### À faire
1. Les affirmations suivantes s'accordent-elles avec le texte sur Atenco ? Répondez par oui ou par non pour chacune, en citant les mots décisifs du texte. (a) Les journalistes ont rencontré Marcos dans la forêt. (b) Les prisonniers d'Atenco sont désormais 28. (c) Selon Marcos, l'attaque policière reposait sur un mandat d'arrestation.
2. D'après le texte sur Atenco, à quelle date Marcos a-t-il mis sa tournée entre parenthèses ?
3. Selon Marcos, pourquoi l'attaque d'Atenco est-elle un événement exceptionnel, et quelle en a été la conséquence d'après le texte sur Atenco ?

### Texte à lire
——

Le 4 mai, suite aux événements d’Atenco (voir encadré ci-dessous), Marcos
a abruptement mis sa tournée entre parenthèses, décidant de demeurer dans
la capitale mexicaine "jusqu’à la libération de tous les prisonniers
d’Atenco" - désormais au nombre de 28. Changement de décor donc, car ce
n’est pas dans la forêt que nous avons rencontré le porte-parole
zapatiste, mais dans un local de classe plutôt ordinaire d’une université
de Mexico - seuls le passe-montagne et la pipe devant nous rappeler que
nous avions bel et bien affaire à la légende vivante.
L’attaque d’Atenco
D’entrée de jeu, le sous-commandant Marcos affirme que "les médias et la
classe politique ont commis des crimes contre la population d’Atenco et
[qu’]ils sont sur le point d’en commettre un autre [...] Le premier crime
est la stupidité et la trahison [des autorités locales qui décident]
d’abandonner la voie du dialogue et prennent la voie de la violence. [Un
deuxième crime est consommé lorsque] les médias délaissent leur travail
d’information et se convertissent en avocats de la violence". Marcos
rappelle que les médias, lors des événements des 3 et 4 mai, passent en
boucle les scènes où les habitants d’Atenco résistent à l’action des
policiers, mais omettent de diffuser celles où les policiers torturent
littéralement les habitants. Selon lui, ces médias appellent alors "à un
châtiment exemplaire, à ce que la force du pouvoir se venge du peuple.
[...] L’attaque avec des milliers d’éléments de la police constitue un
autre crime. Une attaque illégale. À aucun moment il n’y a de dénonciation
pénale ni de mandat d’arrestation. Lorsqu’on donne aux policiers l’ordre
d’attaquer dans ces conditions, il y a des choses qu’on leur ’permet’. Ils
peuvent mettre à sac, et c’est pour cela qu’ils apportent des sacs et des
condoms, pour transporter ce qu’ils vont voler, pour violer les femmes. Le
saccage et le butin de guerre sont la norme de la police mexicaine."
D’après Marcos, ce qui rend cet événement exceptionnel est que cette
fois-ci cela s’est su. Ce qui a provoqué un revirement de l’opinion
publique qui s’est rendu compte que les gens d’Atenco, contrairement à ce
qu’affirmaient les médias, insiste Marcos, sont les véritables victimes.

——

### Extrait de données
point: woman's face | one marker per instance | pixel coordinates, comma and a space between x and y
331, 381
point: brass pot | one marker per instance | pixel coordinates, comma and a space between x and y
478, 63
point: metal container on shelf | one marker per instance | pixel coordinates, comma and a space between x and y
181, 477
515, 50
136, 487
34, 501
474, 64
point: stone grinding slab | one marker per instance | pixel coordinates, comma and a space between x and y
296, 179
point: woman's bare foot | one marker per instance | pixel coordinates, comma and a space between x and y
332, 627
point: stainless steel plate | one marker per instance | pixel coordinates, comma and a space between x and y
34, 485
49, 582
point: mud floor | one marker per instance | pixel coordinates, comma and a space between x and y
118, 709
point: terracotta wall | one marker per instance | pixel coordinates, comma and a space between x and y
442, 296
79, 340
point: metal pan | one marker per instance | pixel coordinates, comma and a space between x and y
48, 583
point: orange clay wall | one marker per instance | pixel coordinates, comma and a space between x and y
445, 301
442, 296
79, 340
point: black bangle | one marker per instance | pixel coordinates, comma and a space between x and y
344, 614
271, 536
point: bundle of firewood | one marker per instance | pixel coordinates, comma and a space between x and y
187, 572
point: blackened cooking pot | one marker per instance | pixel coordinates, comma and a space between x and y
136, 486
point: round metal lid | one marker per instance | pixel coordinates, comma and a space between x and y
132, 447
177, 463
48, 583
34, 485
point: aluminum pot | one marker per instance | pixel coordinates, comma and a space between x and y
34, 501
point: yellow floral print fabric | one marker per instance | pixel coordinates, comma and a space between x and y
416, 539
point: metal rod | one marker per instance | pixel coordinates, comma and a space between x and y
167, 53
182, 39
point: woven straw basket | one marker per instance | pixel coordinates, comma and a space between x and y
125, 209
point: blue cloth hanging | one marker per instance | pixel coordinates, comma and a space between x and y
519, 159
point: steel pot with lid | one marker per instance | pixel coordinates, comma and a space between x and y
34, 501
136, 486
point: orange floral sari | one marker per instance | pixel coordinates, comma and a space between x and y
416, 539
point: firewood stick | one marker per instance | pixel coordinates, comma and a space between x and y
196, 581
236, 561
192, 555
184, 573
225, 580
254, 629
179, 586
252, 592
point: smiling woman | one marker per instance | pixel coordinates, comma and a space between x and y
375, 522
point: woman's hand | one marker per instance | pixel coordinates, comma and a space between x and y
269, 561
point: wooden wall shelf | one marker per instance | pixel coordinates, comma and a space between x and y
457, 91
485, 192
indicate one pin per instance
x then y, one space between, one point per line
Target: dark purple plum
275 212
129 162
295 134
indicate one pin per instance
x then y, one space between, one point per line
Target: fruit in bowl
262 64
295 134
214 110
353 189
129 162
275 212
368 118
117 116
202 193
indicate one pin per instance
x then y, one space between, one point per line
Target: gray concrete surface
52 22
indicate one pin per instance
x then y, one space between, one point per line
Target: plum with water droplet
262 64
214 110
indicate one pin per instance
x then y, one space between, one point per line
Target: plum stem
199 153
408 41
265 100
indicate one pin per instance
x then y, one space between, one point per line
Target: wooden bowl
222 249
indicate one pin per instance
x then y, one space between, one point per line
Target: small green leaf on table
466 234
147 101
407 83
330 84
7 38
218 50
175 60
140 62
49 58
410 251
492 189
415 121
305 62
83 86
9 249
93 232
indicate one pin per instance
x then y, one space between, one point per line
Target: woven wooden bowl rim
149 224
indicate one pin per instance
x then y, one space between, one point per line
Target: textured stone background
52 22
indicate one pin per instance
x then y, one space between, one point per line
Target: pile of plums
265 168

——

### Corrigé
1.
(a) Non : « ce n’est pas dans la forêt que nous avons rencontré le porte-parole zapatiste, mais dans un local de classe plutôt ordinaire d’une université de Mexico ».
(b) Oui : « désormais au nombre de 28 ».
(c) Non : « À aucun moment il n’y a de dénonciation pénale ni de mandat d’arrestation. »

2. Le 4 mai.

3. Pour Marcos, l'événement est exceptionnel parce que, cette fois-ci, les faits se sont sus. Cela a provoqué un revirement de l'opinion publique, qui s'est rendu compte que les gens d'Atenco sont les véritables victimes, contrairement à ce qu'affirmaient les médias.